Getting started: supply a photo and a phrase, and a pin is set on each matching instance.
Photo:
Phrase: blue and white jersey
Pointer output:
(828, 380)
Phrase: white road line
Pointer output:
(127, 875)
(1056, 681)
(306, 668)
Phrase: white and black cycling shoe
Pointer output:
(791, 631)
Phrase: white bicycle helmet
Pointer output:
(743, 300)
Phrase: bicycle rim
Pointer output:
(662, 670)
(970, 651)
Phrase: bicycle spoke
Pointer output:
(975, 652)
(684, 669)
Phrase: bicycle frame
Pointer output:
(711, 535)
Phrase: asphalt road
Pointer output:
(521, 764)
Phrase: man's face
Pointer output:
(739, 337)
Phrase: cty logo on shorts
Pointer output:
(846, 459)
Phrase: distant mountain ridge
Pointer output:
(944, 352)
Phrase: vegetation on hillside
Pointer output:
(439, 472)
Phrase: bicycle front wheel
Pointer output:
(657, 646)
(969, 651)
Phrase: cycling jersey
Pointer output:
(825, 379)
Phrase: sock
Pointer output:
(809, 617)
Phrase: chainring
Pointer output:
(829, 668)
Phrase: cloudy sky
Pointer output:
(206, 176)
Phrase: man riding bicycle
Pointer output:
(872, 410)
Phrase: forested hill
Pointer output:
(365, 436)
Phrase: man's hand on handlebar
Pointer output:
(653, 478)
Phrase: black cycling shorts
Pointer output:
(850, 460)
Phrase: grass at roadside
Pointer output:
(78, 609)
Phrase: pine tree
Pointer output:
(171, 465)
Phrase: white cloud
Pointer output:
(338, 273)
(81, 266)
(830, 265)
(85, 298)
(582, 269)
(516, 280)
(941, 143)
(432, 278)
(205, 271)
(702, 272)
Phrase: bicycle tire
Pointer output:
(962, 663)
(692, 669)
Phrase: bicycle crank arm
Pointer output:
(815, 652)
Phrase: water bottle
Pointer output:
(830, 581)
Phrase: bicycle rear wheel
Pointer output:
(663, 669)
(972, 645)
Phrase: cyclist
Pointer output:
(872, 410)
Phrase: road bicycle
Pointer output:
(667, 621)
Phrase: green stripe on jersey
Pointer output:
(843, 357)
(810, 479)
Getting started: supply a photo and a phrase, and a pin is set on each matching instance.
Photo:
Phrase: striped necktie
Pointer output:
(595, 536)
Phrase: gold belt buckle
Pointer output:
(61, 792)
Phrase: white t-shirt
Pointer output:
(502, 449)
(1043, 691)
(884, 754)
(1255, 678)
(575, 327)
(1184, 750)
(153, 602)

▶ [What needs to be done]:
Can you turn all the lines above into a two-column CSV with the headers input and output, one row per line, putting each line's text and its answer in a single double-quoted field with line breaks replaced by spaces?

▶ [Written solution]:
input,output
"Getting started: supply a photo and a phrase, and a pin is set on each matching instance. Photo: Phrase: blue and white jersey Pointer output:","(828, 380)"
"Phrase: white road line Pointer output:","(127, 875) (1056, 681) (306, 668)"
"Phrase: white and black cycling shoe Pointer output:","(791, 631)"
"Phrase: white bicycle helmet Pointer output:","(743, 300)"
"Phrase: bicycle rim Pointer output:","(662, 670) (970, 651)"
"Phrase: bicycle spoke Pointer output:","(975, 652) (684, 669)"
"Phrase: bicycle frame Pointer output:","(711, 535)"
"Phrase: asphalt road Pointer output:","(521, 764)"
"Phrase: man's face Pointer output:","(739, 337)"
"Phrase: cty logo on shorts Pointer output:","(846, 459)"
"Phrase: distant mountain ridge Pointer output:","(944, 352)"
"Phrase: vegetation on hillside Pointer output:","(439, 472)"
"Phrase: bicycle front wheel Pointer output:","(657, 646) (969, 651)"
"Phrase: cycling jersey Pointer output:","(825, 379)"
"Phrase: sock Pointer output:","(809, 617)"
"Phrase: chainring Pointer output:","(829, 668)"
"Phrase: cloudy sky Pointer output:","(206, 176)"
"Phrase: man riding bicycle Pointer output:","(872, 410)"
"Phrase: forested hill Pointer output:","(365, 436)"
"Phrase: man's hand on handlebar Pointer output:","(653, 478)"
"Phrase: black cycling shorts Pointer output:","(850, 460)"
"Phrase: grass at roadside Pointer output:","(78, 609)"
"Phrase: pine tree Pointer output:","(171, 465)"
"Phrase: white cloud Pointer output:","(338, 273) (81, 266) (830, 265) (85, 298) (582, 269) (516, 280) (941, 143) (432, 278) (205, 271) (702, 272)"
"Phrase: bicycle tire Pointer output:","(962, 663) (692, 669)"
"Phrase: bicycle crank arm Pointer output:","(815, 652)"
"Phrase: water bottle Pointer output:","(830, 581)"
"Phrase: bicycle rear wheel Pointer output:","(663, 669) (972, 645)"
"Phrase: cyclist Pointer output:","(872, 410)"
"Phrase: road bicycle Pointer output:","(667, 621)"
"Phrase: green stripe on jersey Pointer output:","(843, 357) (810, 479)"
"Getting started: supply a photo and a phrase, and a pin is set on each matching instance. Photo: Phrase: striped necktie Pointer output:","(595, 536)"
"Phrase: gold belt buckle Pointer output:","(61, 792)"
"Phrase: white t-shirt Pointer output:","(502, 449) (1043, 691) (884, 754) (1255, 678) (575, 327) (1184, 750) (153, 602)"